INSTRUCTIONS FOR THE TASK >>
Return every record below exactly as written, but leave out the pictures.

>> Start TASK DATA

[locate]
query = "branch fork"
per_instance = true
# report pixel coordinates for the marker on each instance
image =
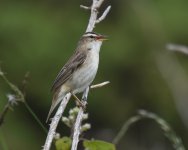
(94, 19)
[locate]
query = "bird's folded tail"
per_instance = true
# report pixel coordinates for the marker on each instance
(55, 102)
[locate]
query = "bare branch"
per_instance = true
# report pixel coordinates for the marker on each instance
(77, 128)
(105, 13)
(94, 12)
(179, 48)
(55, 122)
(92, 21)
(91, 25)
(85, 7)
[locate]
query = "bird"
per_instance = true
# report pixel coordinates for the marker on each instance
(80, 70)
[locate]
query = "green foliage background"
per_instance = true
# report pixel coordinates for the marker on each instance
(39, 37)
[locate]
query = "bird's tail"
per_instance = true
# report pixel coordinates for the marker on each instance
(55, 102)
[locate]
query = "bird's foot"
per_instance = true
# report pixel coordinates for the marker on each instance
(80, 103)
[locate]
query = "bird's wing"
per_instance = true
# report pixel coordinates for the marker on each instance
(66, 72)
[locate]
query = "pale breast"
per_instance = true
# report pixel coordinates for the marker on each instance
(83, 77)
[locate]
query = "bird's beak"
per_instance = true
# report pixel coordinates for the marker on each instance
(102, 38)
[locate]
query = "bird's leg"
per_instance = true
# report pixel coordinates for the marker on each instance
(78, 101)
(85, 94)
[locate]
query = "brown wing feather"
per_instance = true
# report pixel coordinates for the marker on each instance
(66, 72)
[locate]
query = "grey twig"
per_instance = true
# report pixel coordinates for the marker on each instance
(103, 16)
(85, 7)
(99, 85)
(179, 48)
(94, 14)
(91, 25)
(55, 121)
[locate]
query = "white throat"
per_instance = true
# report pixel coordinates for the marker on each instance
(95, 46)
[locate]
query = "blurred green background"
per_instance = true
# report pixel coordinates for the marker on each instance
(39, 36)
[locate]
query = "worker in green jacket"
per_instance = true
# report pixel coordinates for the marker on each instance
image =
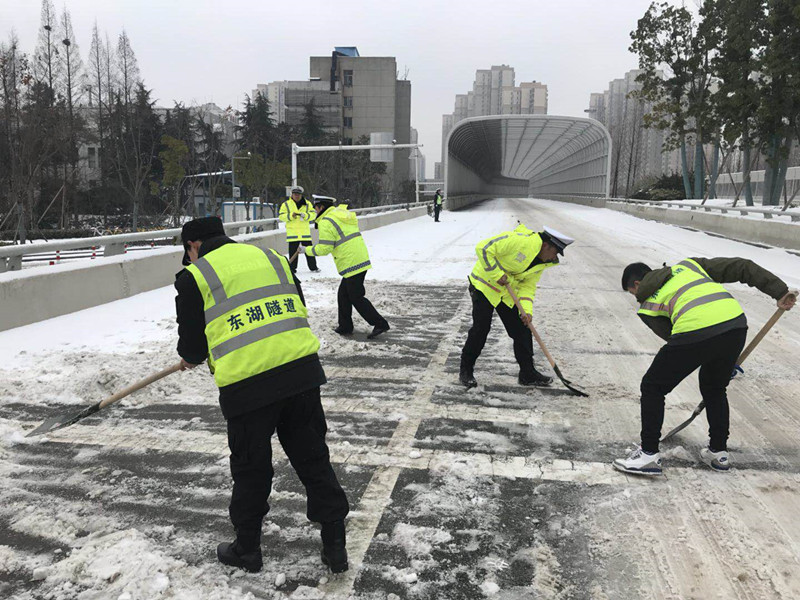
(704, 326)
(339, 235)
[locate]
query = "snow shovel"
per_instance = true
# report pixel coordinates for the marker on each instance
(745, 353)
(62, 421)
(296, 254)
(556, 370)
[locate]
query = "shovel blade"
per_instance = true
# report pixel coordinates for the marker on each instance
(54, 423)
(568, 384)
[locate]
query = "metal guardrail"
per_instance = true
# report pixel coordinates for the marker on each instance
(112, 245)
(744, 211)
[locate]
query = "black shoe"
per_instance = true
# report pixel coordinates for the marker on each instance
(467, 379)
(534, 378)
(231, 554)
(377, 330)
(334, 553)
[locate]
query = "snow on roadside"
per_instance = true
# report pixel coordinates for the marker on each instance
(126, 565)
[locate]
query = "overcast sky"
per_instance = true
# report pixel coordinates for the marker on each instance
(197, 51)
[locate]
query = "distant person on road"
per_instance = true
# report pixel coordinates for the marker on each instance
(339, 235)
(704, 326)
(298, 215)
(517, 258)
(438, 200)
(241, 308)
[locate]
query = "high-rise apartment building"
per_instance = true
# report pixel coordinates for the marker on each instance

>> End TASK DATA

ANSWER >>
[locate]
query = "branch fork"
per_instance = true
# report pixel coordinates for the marker on each instance
image =
(94, 19)
[locate]
query = "bird's folded tail"
per_instance = true
# report pixel coordinates for the marker on each instance
(55, 102)
[locate]
query = "bare branch"
per_instance = true
# report pixel coordinates for the marker on each instance
(77, 128)
(105, 13)
(94, 12)
(179, 48)
(55, 122)
(92, 21)
(91, 25)
(85, 7)
[locate]
query = "bird"
per_instance = true
# report pixel coordinates for the marker on each instance
(80, 70)
[locate]
query = "green foliage background"
per_instance = true
# report pixel coordinates for the marker on each instance
(39, 37)
[locate]
query = "bird's tail"
per_instance = true
# report pixel coordinates for the marker on each instance
(55, 102)
[locate]
query = "bird's foot"
per_instance = true
# report pixel coordinates for the marker on each instance
(80, 103)
[locate]
query = "bird's wing"
per_instance = true
# report pixel coordinates for the marker on each instance
(66, 72)
[locate]
query = "pale breast"
per_instance = true
# report pixel coordinates for the marker on each instance
(83, 77)
[locate]
query = "bird's beak"
per_instance = true
# report pixel coordinates for the marker on each instance
(102, 38)
[locate]
query = "bird's leg"
per_instance = true
# report pixel coordinates for the marker on each instance
(78, 101)
(85, 94)
[locate]
query = "brown wing feather"
per_instance = true
# report pixel coordinates for the marker on each instance
(66, 72)
[locate]
query = "grey twig"
per_instance = true
# report pixel coordinates for the marker on each instance
(103, 16)
(85, 7)
(99, 85)
(179, 48)
(94, 14)
(91, 25)
(55, 121)
[locate]
query = "white throat"
per_instance = true
# report pixel coordinates for the marker on each instance
(95, 46)
[locate]
query = "blurred green background"
per_instance = true
# report pixel coordinates for the marker on each instance
(39, 36)
[locate]
query = "worker in green jacket"
per_instance = true
# report pixel coordinates for the marker on each instance
image =
(704, 326)
(339, 235)
[locate]
query = "snow shovel"
per_instance = true
# report pixel coordinates for the marker on each instance
(745, 353)
(62, 421)
(296, 254)
(556, 370)
[locate]
query = "shovel blade"
per_instance = true
# report pixel coordinates for the marker on each instance
(54, 423)
(568, 384)
[locate]
query = "metal guardrail"
per_instance = true
# report pixel coordinates for the marker on each instance
(112, 245)
(744, 211)
[locate]
query = "black shoe"
per_instance = true
# report pixel coordinates for the marker on each instance
(467, 379)
(534, 378)
(231, 554)
(377, 330)
(334, 553)
[locate]
query = "snow on roadside"
per_instance = true
# report pixel coordinates for the marker on each instance
(126, 565)
[locate]
query = "overcast sky"
per_instance = true
# report pixel coordinates for the marker on each instance
(197, 51)
[locate]
query = "distant person on road"
per_instance = true
# report pixel coordinates for the marker on each instance
(339, 235)
(704, 326)
(298, 215)
(517, 258)
(438, 200)
(241, 308)
[locate]
query = "high-rise apartment building"
per_instance = true
# report pixel coordinates for the marker on each instance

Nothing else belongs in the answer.